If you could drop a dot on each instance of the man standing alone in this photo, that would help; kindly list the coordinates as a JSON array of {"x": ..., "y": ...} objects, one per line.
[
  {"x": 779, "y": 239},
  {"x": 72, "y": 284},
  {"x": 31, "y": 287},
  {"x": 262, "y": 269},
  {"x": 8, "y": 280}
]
##########
§ **To be done**: Please write out the records above again, line for line and without any change.

§ **Answer in full**:
If you could drop a dot on each instance of the man standing alone in this photo, that would help; kindly list the coordinates as a JSON array of {"x": ..., "y": ...} objects, one per line.
[
  {"x": 779, "y": 239},
  {"x": 72, "y": 284},
  {"x": 31, "y": 287},
  {"x": 262, "y": 269},
  {"x": 8, "y": 280}
]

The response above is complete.